* Texte retenu:

§ §

Référence : 2009 CF 1068

Toronto (Ontario), le 21 octobre 2009

En présence de madame la juge Tremblay-Lamer

 

 

ENTRE :

SCANNEX TECHNOLOGIES, LLC

demanderesse

 

et

 

 

LE PROCUREUR GÉNÉRAL DU CANADA

défendeur

 

 

MOTIFS DU JUGEMENT ET JUGEMENT

 

[1]               Il s’agit d’une demande présentée en vertu de l’article 18 de la Loi sur les Cours fédérales et de l’alinéa 300a) des Règles des Cours fédérales en vue de soumettre à un contrôle judiciaire une décision datée du 5 janvier par laquelle le commissaire aux brevets a refusé de remplacer des chiffres inexacts que Scannex Technologies LLC (la demanderesse) avait fournis à l’appui de sa demande de brevet canadien portant le numéro de série 2 373 253 (la demande de brevet), conformément à l’article 8 de la Loi sur les brevets, L.R.C. 1985, ch. P‑4.

 

UNE QUESTION PRÉLIMINAIRE

[2]               Par une lettre datée du 15 octobre 2009, la demanderesse a informé la Cour que, sans même avoir demandé l’autorisation de cette dernière ou le consentement du défendeur, elle ne se présenterait pas à l’audience fixée au 20 octobre 2009 et se fonderait uniquement sur son dossier de demande.

 

[3]               La Cour a donc procédé à l’audience en présence du défendeur, et elle accordé peu de poids aux observations écrites de la demanderesse.

 

LE CONTEXTE

[4]               La demanderesse a déposé une demande de brevet américaine, portant le numéro de série 09/311 442 et intitulée [traduction« Essais non destructifs de vices cachés » (la demande américaine) le 14 mai 1999, et elle était accompagnée d’une série de chiffres. La demande américaine a été accueillie et un brevet a été délivré.

§ §

* Consigne: Transcrivez, s'il vous plaît, le passage du jugement qui commence à « [4]               La demanderesse » et se termine à « a été délivré. ». Les items n'ont aucun rôle à jouer ici.

Entrées d'annotation par boîtes englobantes:
§ §

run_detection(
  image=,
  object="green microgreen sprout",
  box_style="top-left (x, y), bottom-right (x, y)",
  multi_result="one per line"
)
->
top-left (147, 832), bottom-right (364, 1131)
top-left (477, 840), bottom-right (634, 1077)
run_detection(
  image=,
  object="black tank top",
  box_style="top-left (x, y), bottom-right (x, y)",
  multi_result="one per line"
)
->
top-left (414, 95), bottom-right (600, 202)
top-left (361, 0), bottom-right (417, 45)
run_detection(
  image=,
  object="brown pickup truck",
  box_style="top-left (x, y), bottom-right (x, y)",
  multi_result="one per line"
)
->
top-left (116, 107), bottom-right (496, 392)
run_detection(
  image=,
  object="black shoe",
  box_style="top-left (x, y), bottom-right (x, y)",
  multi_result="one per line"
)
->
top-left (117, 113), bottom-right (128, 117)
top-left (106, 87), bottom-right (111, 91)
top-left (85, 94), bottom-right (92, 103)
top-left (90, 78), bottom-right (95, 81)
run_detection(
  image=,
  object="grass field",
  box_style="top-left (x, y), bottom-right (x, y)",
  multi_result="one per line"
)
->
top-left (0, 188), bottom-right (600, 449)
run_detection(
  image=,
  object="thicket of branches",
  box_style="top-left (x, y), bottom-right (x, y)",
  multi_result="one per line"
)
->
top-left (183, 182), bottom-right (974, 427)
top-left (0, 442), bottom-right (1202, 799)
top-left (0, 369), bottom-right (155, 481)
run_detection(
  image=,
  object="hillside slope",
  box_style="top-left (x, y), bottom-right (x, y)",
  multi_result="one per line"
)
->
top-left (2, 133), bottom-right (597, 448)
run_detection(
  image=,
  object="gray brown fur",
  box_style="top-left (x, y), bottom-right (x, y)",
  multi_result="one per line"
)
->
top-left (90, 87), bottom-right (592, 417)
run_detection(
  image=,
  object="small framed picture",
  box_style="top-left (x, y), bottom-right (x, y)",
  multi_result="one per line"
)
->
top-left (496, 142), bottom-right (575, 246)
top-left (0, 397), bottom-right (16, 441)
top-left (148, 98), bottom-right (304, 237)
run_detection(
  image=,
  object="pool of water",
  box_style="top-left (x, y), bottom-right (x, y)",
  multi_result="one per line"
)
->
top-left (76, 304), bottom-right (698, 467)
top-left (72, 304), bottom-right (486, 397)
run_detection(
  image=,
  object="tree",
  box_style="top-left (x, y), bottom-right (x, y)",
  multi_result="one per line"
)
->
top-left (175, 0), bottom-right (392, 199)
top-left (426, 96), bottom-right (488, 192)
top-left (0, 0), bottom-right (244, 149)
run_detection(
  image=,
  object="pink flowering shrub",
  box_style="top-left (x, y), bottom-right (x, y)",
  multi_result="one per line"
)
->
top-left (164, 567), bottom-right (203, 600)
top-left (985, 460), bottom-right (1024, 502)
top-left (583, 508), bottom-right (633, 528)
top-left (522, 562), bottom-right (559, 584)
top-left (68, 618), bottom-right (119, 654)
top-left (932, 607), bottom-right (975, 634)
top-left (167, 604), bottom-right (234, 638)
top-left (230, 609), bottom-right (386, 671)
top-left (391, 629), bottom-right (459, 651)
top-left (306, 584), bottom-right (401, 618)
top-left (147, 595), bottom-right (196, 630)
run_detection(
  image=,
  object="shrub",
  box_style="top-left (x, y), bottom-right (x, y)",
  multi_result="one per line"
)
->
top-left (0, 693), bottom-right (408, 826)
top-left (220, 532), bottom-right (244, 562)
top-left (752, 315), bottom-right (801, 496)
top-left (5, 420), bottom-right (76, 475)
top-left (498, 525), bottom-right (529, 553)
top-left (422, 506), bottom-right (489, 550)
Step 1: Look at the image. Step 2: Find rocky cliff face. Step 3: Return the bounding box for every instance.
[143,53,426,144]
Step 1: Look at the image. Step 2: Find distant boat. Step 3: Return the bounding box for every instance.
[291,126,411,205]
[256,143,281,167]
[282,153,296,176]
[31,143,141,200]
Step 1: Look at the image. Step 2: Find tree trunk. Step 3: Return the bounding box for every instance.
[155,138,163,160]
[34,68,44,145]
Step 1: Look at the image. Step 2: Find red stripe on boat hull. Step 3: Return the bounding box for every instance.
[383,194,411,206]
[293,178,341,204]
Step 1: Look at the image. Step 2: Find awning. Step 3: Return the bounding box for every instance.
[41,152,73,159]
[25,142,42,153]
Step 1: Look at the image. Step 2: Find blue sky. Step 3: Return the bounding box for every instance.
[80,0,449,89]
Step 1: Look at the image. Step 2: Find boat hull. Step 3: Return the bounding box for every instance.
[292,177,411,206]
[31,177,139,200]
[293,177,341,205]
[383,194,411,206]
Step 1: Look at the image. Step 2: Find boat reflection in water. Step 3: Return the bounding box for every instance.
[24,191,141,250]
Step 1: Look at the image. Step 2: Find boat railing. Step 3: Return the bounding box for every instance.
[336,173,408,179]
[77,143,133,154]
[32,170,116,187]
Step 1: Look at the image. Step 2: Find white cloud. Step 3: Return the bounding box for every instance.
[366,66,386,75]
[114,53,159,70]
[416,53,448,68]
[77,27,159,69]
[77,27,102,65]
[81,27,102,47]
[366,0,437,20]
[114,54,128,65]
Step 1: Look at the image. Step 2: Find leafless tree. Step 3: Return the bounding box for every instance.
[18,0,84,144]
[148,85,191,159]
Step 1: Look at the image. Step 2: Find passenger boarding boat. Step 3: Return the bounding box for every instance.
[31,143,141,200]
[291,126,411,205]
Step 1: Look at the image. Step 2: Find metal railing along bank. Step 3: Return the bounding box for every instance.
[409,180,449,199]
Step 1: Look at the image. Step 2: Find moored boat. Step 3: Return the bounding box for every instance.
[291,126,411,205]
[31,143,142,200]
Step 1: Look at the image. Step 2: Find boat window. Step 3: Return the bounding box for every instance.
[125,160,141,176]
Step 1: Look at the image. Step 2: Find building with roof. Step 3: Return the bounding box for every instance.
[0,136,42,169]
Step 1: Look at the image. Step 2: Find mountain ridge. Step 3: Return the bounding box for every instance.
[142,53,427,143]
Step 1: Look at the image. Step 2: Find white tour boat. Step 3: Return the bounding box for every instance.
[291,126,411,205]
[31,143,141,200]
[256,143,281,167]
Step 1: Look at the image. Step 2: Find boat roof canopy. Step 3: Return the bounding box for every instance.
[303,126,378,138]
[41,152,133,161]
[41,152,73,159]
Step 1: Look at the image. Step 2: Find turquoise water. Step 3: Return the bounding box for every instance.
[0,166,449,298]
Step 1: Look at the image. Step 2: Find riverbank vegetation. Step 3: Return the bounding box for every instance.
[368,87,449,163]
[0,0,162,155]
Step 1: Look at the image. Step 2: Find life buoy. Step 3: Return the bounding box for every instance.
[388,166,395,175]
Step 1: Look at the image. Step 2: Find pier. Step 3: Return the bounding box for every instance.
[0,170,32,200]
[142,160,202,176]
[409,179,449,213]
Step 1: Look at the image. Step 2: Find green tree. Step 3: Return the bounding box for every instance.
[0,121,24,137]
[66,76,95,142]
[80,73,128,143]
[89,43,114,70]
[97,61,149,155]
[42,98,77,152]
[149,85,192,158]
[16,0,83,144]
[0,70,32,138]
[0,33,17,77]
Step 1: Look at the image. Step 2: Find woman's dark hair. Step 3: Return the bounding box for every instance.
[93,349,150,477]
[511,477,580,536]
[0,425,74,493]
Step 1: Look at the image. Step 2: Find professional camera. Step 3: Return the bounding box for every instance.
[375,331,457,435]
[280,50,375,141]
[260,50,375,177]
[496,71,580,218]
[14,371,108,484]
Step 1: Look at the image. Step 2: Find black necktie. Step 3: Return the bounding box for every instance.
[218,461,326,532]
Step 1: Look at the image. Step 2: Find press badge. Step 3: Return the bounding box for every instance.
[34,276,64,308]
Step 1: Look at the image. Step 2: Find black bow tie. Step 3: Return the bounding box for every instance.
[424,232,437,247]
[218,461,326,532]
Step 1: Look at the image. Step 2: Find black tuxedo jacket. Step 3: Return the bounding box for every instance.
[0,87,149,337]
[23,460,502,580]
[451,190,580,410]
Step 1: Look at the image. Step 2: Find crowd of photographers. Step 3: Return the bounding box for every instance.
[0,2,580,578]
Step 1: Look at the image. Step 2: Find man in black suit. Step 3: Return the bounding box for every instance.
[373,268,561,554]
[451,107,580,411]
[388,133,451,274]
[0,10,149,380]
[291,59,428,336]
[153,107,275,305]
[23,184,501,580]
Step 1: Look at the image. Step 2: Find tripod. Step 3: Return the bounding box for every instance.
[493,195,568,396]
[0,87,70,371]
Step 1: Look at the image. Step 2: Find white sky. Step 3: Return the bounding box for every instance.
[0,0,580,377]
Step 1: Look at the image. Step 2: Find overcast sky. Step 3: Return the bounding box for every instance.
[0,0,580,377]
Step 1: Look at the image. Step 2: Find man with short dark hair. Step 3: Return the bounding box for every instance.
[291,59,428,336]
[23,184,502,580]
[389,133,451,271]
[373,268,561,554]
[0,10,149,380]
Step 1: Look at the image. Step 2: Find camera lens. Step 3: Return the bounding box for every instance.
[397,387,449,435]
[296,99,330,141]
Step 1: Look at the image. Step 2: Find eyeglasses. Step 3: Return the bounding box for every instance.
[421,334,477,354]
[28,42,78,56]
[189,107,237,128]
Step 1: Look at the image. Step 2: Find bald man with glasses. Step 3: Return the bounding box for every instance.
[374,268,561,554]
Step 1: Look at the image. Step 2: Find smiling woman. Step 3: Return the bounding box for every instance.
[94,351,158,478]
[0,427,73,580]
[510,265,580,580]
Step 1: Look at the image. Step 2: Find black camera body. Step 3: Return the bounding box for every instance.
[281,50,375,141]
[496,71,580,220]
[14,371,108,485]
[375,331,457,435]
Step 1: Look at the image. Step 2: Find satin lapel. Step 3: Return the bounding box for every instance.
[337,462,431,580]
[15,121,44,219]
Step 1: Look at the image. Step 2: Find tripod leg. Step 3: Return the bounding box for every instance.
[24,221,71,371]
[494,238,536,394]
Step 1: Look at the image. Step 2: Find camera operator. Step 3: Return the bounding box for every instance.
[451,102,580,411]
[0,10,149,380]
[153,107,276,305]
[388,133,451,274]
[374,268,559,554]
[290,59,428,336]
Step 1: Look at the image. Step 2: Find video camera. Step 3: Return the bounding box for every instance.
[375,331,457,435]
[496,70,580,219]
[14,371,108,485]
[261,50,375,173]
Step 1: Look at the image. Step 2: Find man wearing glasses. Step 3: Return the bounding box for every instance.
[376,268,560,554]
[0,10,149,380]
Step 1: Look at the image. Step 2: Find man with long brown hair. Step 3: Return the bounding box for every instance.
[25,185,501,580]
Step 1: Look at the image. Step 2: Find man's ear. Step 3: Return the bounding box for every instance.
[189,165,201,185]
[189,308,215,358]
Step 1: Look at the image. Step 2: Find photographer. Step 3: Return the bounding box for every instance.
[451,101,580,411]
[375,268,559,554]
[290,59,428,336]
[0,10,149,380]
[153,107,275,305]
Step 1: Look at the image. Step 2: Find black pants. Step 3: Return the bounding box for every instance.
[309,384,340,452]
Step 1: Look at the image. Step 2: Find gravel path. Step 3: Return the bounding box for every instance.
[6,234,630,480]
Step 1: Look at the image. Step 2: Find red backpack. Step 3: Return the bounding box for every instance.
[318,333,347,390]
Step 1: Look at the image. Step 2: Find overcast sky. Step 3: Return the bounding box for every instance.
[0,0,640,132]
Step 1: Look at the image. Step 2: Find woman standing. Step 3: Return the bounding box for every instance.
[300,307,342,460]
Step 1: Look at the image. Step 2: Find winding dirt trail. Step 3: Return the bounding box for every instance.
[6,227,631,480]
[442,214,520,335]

§ §

* Réponse attendue:
[4]               La demanderesse a déposé une demande de brevet américaine, portant le numéro de série 09/311 442 et intitulée [traduction« Essais non destructifs de vices cachés » (la demande américaine) le 14 mai 1999, et elle était accompagnée d’une série de chiffres. La demande américaine a été accueillie et un brevet a été délivré.